[Collected data]

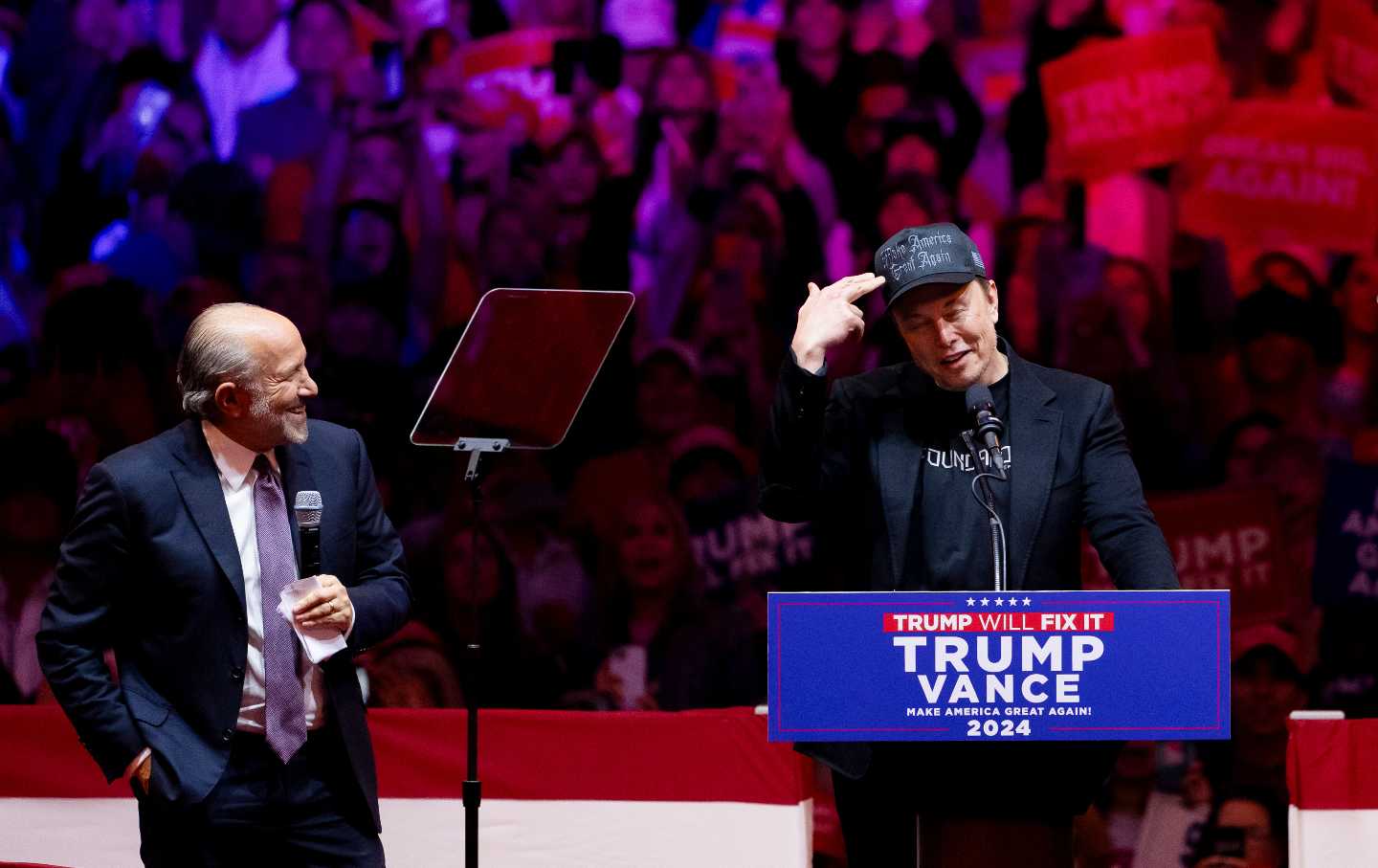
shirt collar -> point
(233, 459)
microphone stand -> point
(473, 786)
(986, 499)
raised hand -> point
(830, 317)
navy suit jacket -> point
(851, 463)
(150, 569)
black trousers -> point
(262, 812)
(942, 808)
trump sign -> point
(964, 666)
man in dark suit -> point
(879, 466)
(238, 748)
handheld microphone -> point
(307, 508)
(989, 426)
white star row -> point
(986, 601)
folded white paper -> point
(320, 642)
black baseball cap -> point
(933, 254)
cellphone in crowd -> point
(600, 56)
(390, 65)
(1171, 762)
(629, 664)
(1227, 840)
(149, 106)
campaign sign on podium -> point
(967, 666)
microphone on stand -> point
(307, 508)
(989, 426)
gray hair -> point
(212, 354)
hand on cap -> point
(830, 317)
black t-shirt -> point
(952, 528)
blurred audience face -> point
(460, 572)
(911, 153)
(378, 168)
(648, 550)
(511, 247)
(367, 241)
(683, 96)
(1021, 313)
(667, 397)
(100, 25)
(819, 25)
(29, 520)
(1361, 297)
(243, 24)
(1261, 849)
(1240, 459)
(1277, 361)
(951, 332)
(1265, 691)
(900, 210)
(1286, 272)
(573, 174)
(320, 40)
(1131, 291)
(182, 137)
(290, 284)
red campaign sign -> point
(1221, 541)
(999, 622)
(1346, 36)
(1278, 172)
(1129, 103)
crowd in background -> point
(371, 167)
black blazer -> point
(150, 569)
(849, 463)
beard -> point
(282, 426)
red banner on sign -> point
(1223, 541)
(1130, 103)
(1346, 36)
(1275, 172)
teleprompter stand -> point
(516, 381)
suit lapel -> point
(898, 460)
(1035, 430)
(295, 463)
(199, 482)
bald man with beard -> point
(237, 747)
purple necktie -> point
(284, 713)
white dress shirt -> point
(237, 477)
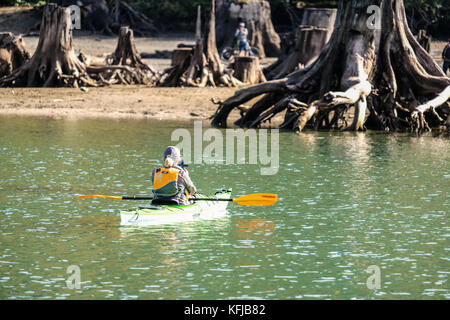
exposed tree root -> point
(55, 63)
(12, 53)
(384, 77)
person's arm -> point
(188, 183)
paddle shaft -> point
(203, 199)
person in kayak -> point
(171, 183)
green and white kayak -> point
(169, 213)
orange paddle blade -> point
(257, 199)
(99, 196)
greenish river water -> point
(348, 203)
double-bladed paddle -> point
(256, 199)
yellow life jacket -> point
(165, 182)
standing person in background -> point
(241, 34)
(446, 57)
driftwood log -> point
(379, 73)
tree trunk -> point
(55, 63)
(126, 55)
(12, 53)
(203, 66)
(382, 71)
(257, 16)
(247, 70)
(424, 40)
(310, 38)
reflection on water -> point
(347, 201)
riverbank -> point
(116, 102)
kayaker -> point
(172, 184)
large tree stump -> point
(257, 16)
(54, 63)
(424, 40)
(179, 55)
(12, 53)
(383, 72)
(247, 70)
(126, 54)
(310, 38)
(202, 65)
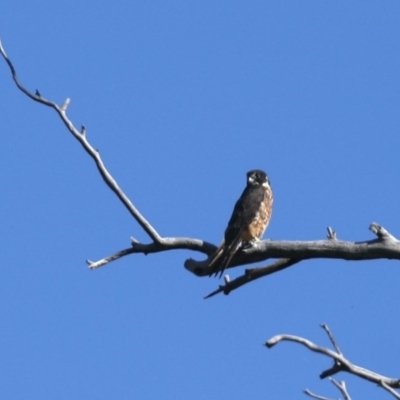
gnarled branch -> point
(341, 363)
(289, 252)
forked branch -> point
(340, 362)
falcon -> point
(250, 218)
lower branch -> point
(341, 363)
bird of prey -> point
(250, 218)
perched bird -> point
(250, 218)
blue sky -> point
(182, 98)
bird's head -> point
(257, 177)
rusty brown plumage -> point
(249, 220)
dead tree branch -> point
(341, 363)
(289, 252)
(339, 385)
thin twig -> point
(251, 275)
(81, 137)
(342, 387)
(331, 338)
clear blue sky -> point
(182, 98)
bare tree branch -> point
(251, 275)
(81, 137)
(291, 252)
(341, 364)
(340, 385)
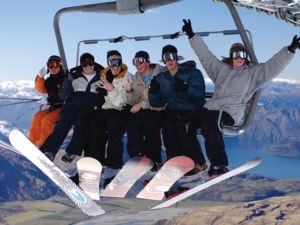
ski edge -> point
(89, 207)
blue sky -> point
(27, 36)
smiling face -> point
(238, 63)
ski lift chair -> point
(239, 128)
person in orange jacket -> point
(43, 122)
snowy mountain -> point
(276, 125)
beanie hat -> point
(54, 58)
(86, 57)
(142, 54)
(169, 49)
(113, 54)
(236, 47)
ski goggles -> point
(87, 63)
(169, 56)
(239, 54)
(54, 64)
(114, 62)
(138, 61)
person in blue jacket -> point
(181, 89)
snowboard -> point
(248, 165)
(32, 153)
(171, 171)
(89, 172)
(132, 170)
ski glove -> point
(187, 28)
(42, 72)
(180, 85)
(295, 44)
(154, 86)
(44, 101)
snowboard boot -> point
(197, 169)
(215, 171)
(68, 158)
(49, 155)
(176, 191)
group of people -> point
(158, 105)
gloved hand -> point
(180, 85)
(42, 72)
(44, 101)
(295, 44)
(187, 28)
(154, 86)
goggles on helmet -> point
(138, 61)
(87, 63)
(114, 62)
(239, 54)
(169, 56)
(54, 64)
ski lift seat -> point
(239, 128)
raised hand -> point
(42, 72)
(295, 44)
(154, 86)
(180, 85)
(187, 28)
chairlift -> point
(122, 7)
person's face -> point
(141, 65)
(238, 62)
(172, 66)
(88, 67)
(238, 58)
(54, 67)
(115, 70)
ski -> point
(248, 165)
(171, 171)
(127, 176)
(32, 153)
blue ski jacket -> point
(191, 99)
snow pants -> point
(114, 123)
(180, 138)
(42, 125)
(143, 134)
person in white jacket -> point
(236, 79)
(145, 122)
(111, 120)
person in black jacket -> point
(44, 121)
(85, 98)
(181, 88)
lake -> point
(272, 166)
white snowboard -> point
(128, 175)
(248, 165)
(89, 172)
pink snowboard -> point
(171, 171)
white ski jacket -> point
(235, 86)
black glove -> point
(187, 28)
(295, 44)
(180, 85)
(154, 86)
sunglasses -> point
(169, 56)
(114, 62)
(54, 64)
(239, 54)
(85, 64)
(138, 61)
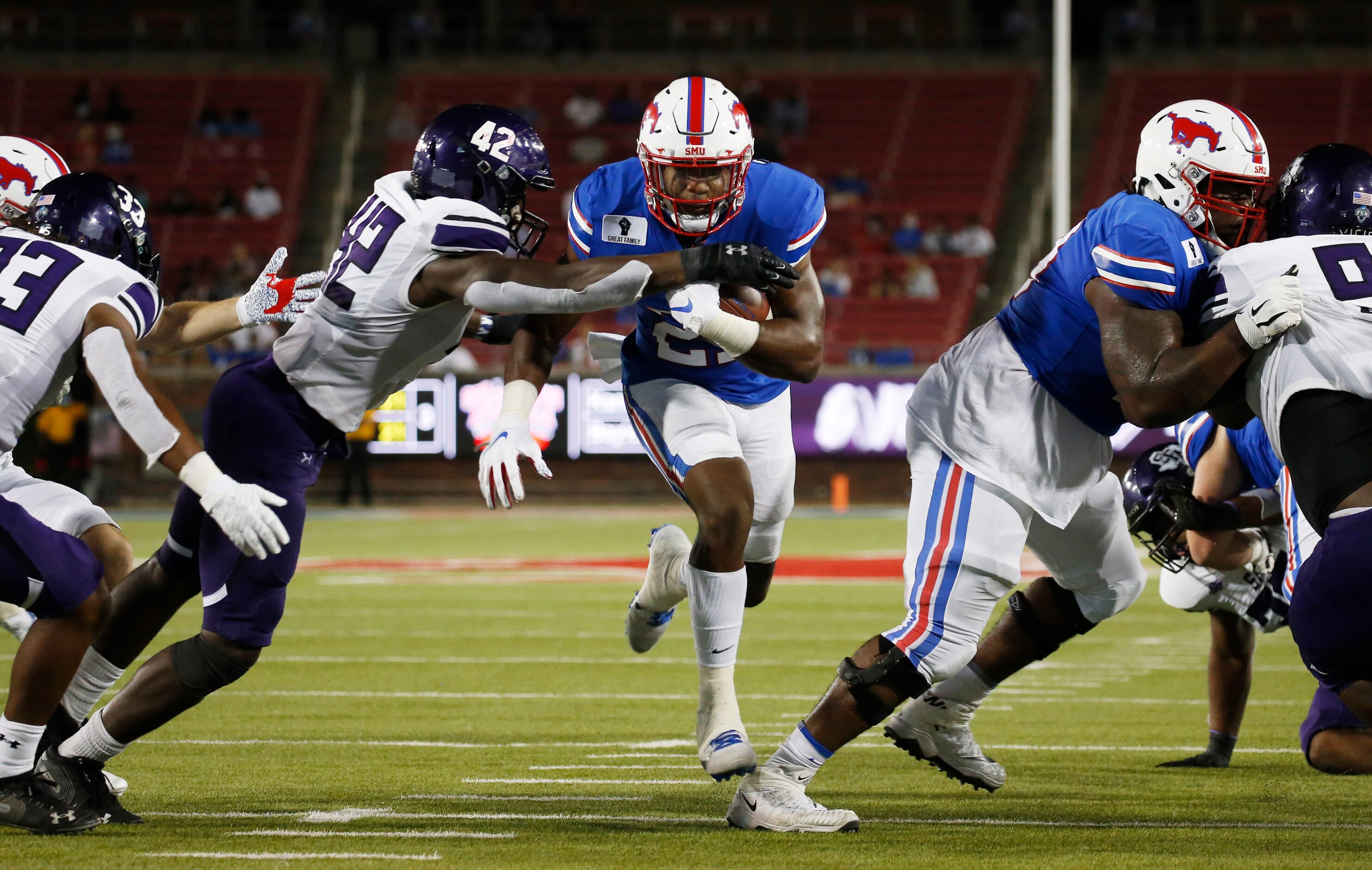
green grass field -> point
(456, 702)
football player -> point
(1314, 393)
(1009, 444)
(79, 275)
(1223, 549)
(705, 389)
(26, 165)
(415, 261)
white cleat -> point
(119, 785)
(667, 549)
(18, 624)
(770, 801)
(728, 754)
(939, 732)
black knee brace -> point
(892, 669)
(203, 668)
(1049, 638)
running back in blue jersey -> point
(1261, 467)
(782, 210)
(1146, 253)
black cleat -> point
(61, 726)
(82, 782)
(31, 803)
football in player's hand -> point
(744, 303)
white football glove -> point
(689, 308)
(276, 300)
(245, 512)
(1275, 308)
(498, 470)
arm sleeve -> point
(581, 233)
(466, 231)
(805, 209)
(140, 305)
(1196, 435)
(1140, 267)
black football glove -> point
(737, 263)
(1196, 515)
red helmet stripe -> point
(1253, 133)
(696, 110)
(57, 158)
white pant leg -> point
(1094, 556)
(766, 438)
(962, 555)
(54, 505)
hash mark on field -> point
(547, 781)
(298, 855)
(614, 766)
(535, 798)
(415, 835)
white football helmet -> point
(695, 123)
(25, 166)
(1190, 146)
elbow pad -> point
(612, 291)
(112, 370)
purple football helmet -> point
(1146, 486)
(489, 156)
(92, 212)
(1324, 191)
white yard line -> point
(298, 855)
(534, 798)
(547, 781)
(411, 835)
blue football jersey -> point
(1146, 253)
(782, 210)
(1261, 467)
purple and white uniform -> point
(273, 420)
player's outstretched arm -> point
(1160, 382)
(271, 300)
(153, 422)
(496, 283)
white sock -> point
(94, 678)
(18, 747)
(92, 742)
(717, 614)
(800, 757)
(968, 687)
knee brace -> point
(203, 668)
(892, 670)
(1045, 637)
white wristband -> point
(519, 398)
(201, 474)
(732, 333)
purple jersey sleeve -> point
(1140, 267)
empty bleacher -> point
(169, 153)
(936, 143)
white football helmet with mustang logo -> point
(695, 126)
(1190, 147)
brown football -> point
(744, 303)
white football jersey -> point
(1331, 349)
(46, 291)
(363, 341)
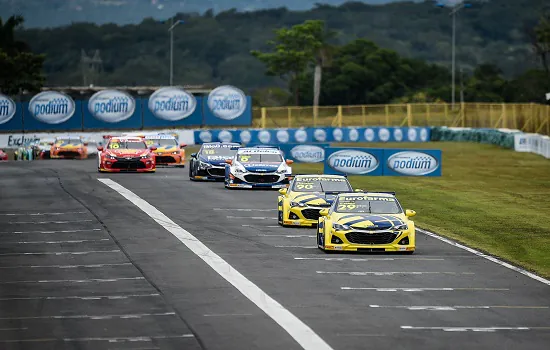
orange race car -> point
(126, 154)
(69, 147)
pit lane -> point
(109, 271)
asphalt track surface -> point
(82, 267)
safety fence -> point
(528, 117)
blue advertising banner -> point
(354, 161)
(412, 162)
(52, 110)
(11, 114)
(111, 109)
(171, 107)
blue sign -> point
(354, 161)
(412, 162)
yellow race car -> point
(366, 222)
(306, 195)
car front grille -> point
(370, 238)
(216, 172)
(311, 214)
(261, 178)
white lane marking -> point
(90, 280)
(412, 289)
(234, 209)
(42, 214)
(301, 332)
(251, 217)
(287, 236)
(366, 259)
(110, 339)
(45, 222)
(62, 266)
(56, 242)
(391, 273)
(63, 253)
(455, 307)
(60, 231)
(89, 297)
(485, 256)
(91, 317)
(473, 329)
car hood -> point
(128, 152)
(370, 221)
(261, 167)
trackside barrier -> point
(382, 162)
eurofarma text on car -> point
(258, 167)
(209, 162)
(123, 154)
(307, 195)
(366, 222)
(69, 147)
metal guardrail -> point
(528, 117)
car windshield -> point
(368, 204)
(321, 184)
(260, 158)
(126, 145)
(219, 151)
(162, 142)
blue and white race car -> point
(258, 167)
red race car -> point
(3, 155)
(126, 154)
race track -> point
(84, 267)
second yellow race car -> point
(306, 195)
(366, 222)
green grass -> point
(490, 198)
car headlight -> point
(340, 227)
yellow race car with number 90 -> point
(366, 222)
(306, 195)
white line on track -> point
(89, 317)
(233, 209)
(485, 256)
(413, 289)
(366, 259)
(251, 217)
(42, 214)
(62, 266)
(91, 280)
(45, 222)
(64, 253)
(391, 273)
(60, 231)
(455, 307)
(57, 242)
(301, 332)
(474, 329)
(85, 297)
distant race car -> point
(366, 222)
(3, 155)
(168, 151)
(258, 167)
(209, 162)
(299, 205)
(126, 154)
(69, 147)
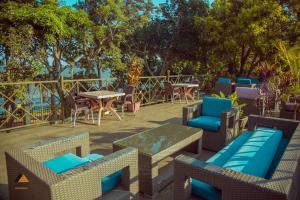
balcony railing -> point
(31, 103)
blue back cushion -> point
(65, 163)
(244, 81)
(206, 122)
(254, 80)
(256, 155)
(70, 161)
(212, 106)
(224, 80)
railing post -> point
(62, 98)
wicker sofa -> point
(28, 178)
(213, 140)
(282, 184)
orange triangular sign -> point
(23, 179)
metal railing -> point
(31, 103)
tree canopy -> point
(43, 39)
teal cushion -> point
(206, 123)
(244, 81)
(224, 80)
(206, 191)
(280, 150)
(256, 155)
(212, 106)
(254, 80)
(245, 149)
(220, 158)
(70, 161)
(65, 163)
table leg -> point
(148, 176)
(108, 107)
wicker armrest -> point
(230, 182)
(190, 112)
(42, 151)
(84, 182)
(229, 119)
(288, 126)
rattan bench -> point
(29, 179)
(284, 183)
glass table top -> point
(158, 139)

_What you have to do:_ Starting at the line that contains "tree canopy -> point", reproduce each line through the end of the records exactly, both ends included.

_Worked solution:_
tree canopy -> point
(43, 39)
teal cushion -> point
(206, 123)
(244, 81)
(224, 80)
(206, 191)
(280, 150)
(256, 155)
(212, 106)
(254, 80)
(245, 149)
(220, 158)
(70, 161)
(65, 163)
table leg -> point
(148, 176)
(108, 107)
wicker armrest -> point
(230, 182)
(190, 112)
(42, 151)
(84, 182)
(229, 119)
(288, 126)
rattan bench -> point
(29, 179)
(284, 183)
glass table top -> point
(158, 139)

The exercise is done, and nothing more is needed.